Would you output each record exactly as it stands?
# # # #
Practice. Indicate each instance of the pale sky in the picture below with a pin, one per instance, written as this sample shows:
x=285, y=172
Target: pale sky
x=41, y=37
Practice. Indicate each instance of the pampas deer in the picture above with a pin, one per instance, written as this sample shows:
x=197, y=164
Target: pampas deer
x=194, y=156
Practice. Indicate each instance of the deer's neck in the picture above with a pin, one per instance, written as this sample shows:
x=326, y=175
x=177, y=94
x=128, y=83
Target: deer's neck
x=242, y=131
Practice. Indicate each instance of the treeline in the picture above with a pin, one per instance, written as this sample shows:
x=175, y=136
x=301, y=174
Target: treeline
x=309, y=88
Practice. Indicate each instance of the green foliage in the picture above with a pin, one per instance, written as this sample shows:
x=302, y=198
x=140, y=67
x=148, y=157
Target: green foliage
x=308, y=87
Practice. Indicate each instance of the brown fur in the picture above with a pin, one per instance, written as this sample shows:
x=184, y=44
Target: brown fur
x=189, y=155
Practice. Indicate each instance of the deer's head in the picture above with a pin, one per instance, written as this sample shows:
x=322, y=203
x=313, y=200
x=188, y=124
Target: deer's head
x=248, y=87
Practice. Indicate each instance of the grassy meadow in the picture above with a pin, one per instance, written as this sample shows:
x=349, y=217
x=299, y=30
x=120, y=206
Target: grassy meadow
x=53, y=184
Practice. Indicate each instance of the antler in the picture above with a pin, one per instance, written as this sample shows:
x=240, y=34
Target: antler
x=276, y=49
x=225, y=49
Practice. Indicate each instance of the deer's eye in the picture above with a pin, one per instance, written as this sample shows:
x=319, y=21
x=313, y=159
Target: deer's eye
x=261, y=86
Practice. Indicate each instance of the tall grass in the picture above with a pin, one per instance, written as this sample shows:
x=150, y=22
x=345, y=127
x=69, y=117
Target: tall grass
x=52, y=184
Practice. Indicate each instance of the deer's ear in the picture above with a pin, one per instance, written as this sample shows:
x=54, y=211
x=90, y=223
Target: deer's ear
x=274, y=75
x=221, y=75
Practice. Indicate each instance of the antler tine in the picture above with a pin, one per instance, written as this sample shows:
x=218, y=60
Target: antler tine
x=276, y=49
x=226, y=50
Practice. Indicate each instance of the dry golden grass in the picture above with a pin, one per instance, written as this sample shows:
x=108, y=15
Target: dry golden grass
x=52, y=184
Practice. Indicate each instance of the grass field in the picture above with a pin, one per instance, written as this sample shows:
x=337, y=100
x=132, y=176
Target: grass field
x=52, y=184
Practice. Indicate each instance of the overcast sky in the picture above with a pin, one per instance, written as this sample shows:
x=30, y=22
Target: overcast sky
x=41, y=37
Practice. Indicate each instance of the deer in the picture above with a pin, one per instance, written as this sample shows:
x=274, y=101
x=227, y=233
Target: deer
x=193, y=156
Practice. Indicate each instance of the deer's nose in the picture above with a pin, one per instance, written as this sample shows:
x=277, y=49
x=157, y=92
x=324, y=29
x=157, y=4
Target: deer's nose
# # # #
### RESULT OF THIS TASK
Practice. Indicate each instance of the pale sky in the picture below with a pin, one per instance, written as this sample shows:
x=285, y=172
Target: pale sky
x=41, y=37
Practice. Indicate each instance of the pampas deer in the picture above with a pin, one per instance, written as this sample shows:
x=197, y=164
Target: pampas deer
x=194, y=156
Practice. Indicate each instance of the deer's neck in the picture above with a pin, one per instance, written as this sample shows:
x=326, y=175
x=177, y=94
x=128, y=83
Target: deer's neck
x=242, y=131
Practice. Indicate each instance of the treeline in the picture above with a pin, one per instance, written as this sample shows:
x=175, y=136
x=301, y=174
Target: treeline
x=309, y=88
Practice. Indicate each instance of the green foliage in the picture above with a pin, one per instance, written as this sample shows:
x=302, y=198
x=140, y=67
x=148, y=157
Target: green foliage
x=308, y=87
Practice. Indicate each instance of the brown fur in the picture above with a pin, one per instance, written as this sample shows:
x=184, y=44
Target: brown fur
x=189, y=155
Practice. Indicate each instance of the deer's head in the picture above with a pin, one per instance, written as this sample shows:
x=322, y=203
x=313, y=200
x=188, y=124
Target: deer's head
x=248, y=87
Practice. Indicate each instance of the grassy meadow in the picture above with a pin, one per instance, written as this sample shows:
x=349, y=217
x=299, y=30
x=120, y=206
Target: grassy meadow
x=53, y=184
Practice. Indicate each instance of the antler in the picture above with a pin, one per instance, written as this sample shows:
x=240, y=34
Target: antler
x=276, y=49
x=225, y=49
Practice. Indicate each instance of the deer's eye in the picture above with a pin, one per instance, written as this sample shows:
x=319, y=21
x=313, y=159
Target: deer's eye
x=261, y=86
Practice. Indicate each instance of the tall grass in the picture above with a pin, one per instance, written as this sample shows:
x=150, y=22
x=345, y=127
x=69, y=117
Target: tall grass
x=52, y=184
Practice. Indicate each instance of the deer's ear in the picture above with a pin, one per instance, written as this sample shows:
x=54, y=211
x=90, y=223
Target: deer's ear
x=274, y=75
x=221, y=75
Practice. Indicate each instance of the antler tine in the picture above with a pin, one per instance, written as this sample shows:
x=218, y=60
Target: antler tine
x=276, y=49
x=226, y=50
Practice. Indicate each instance of the dry golden grass in the picture above with a pin, one per instance, written as this sample shows:
x=108, y=15
Target: dry golden grass
x=52, y=184
Practice. Indicate each instance of the grass field in the picture above with a pin, one per instance, written as this sample shows:
x=337, y=100
x=132, y=176
Target: grass field
x=52, y=184
Practice. Indicate each instance of the overcast sky in the picture above with a pin, one per instance, written as this sample shows:
x=30, y=22
Target: overcast sky
x=41, y=37
Practice. Indicate each instance of the deer in the picture above with a pin, one per instance, written as this sample shows:
x=274, y=101
x=227, y=233
Target: deer
x=193, y=156
Practice. Indicate each instance of the deer's nose in the picture above with a pin, one per instance, written as this sample shows:
x=277, y=49
x=157, y=92
x=324, y=29
x=157, y=4
Target: deer's nose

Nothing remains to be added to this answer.